• **AIM**
According to the article below on Carson Daly and his children's online safety, what does he do with the games and apps his kids use?

• **EXCERPT**
((
The TODAY co-host isn’t taking chances when it comes to his kids’ digital safety
/ Source: TODAY

Like most parents, Carson Daly worries about what his children might be exposed to on the internet.

On TODAY Tuesday, Carson, alongside co-hosts Savannah Guthrie, Hoda Kotb, Craig Melvin and Al Roker, mourned the loss of Dr. Laura Berman’s 16-year-old son, Sammy, who died of an accidental overdose after purchasing drugs on social media.

Berman and her husband, Samuel Chapman, told NBC News’ Kate Snow they wish they had known more about what Sammy was doing on Snapchat. The grieving parents didn’t even know the passcode on his phone.

“Talk with your kids,” Snow encouraged parents.

Carson, who is dad to Jackson, 11, Etta, 8, London, 6, and Goldie, 10 months, with wife Siri, ended the segment by sharing a smart strategy he uses when it comes to what his kids see online with his co-hosts.

“Everything my kids are playing, I actually download and play it,” he said. “My wife thinks I’m crazy, whether it’s Roblox or Among Us or all these popular games. Tik Tok, Snapchat, I want to see it as a parent with my own eyes so I see what they’re navigating through.”

Corporal Kenneth Hibbert Jr., an officer in the community policing unit of Prince George County Police Department in Maryland, suggests setting digital boundaries.

“Look at the history for what they’re looking into online,” Hibbert shared. “Look at their cell phone, too. You’ve got to stay on top of that to know what’s going on.”

It’s not the first time Carson has gotten candid about his approach to parenting.

After the unexpected death of his mother, Pattie Daly Caruso, the TODAY co-host told Hoda that unconditional parental love can be “scary.”

“My parents were overly proud,” Carson shared in 2019. “I sometimes try to love my kids, I think, less, almost on purpose, because I’m so scared of loving them too much. Because my parents, my mom especially, loved me so much, it was almost too much. And I know that now because when she died the hurt was a transference of the love, right? It hurt so much because I’m so bummed that that love isn’t there anymore, and that’s a byproduct of her love for me. And that’s the greatest gift you can give your kids.”
))
• **EXTRACTED RECORDS**
((
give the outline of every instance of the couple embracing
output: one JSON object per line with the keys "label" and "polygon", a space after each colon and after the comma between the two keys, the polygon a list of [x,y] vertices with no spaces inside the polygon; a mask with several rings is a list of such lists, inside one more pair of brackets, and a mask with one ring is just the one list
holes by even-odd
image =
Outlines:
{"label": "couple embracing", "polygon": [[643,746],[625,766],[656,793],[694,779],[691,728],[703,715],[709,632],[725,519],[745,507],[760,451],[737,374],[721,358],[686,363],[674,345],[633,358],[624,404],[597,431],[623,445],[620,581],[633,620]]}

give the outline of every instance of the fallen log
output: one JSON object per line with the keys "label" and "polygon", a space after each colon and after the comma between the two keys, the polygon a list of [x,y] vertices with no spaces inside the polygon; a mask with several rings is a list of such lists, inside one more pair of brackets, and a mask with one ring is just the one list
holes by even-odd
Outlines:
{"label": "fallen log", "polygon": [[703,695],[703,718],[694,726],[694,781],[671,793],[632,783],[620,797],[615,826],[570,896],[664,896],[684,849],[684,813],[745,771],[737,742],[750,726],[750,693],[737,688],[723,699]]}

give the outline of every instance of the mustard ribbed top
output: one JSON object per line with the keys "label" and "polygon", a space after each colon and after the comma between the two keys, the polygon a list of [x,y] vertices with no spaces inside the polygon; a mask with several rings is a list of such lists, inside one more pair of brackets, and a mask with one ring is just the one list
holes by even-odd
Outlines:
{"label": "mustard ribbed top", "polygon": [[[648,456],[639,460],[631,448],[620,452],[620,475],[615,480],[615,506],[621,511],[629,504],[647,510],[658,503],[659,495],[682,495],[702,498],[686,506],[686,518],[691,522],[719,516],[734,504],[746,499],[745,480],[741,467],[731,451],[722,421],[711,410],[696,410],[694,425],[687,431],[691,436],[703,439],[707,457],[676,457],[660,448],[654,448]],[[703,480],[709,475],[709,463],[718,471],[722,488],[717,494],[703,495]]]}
))
• **RESULT**
He downloads and plays them himself so he can see with his own eyes what his children are navigating through.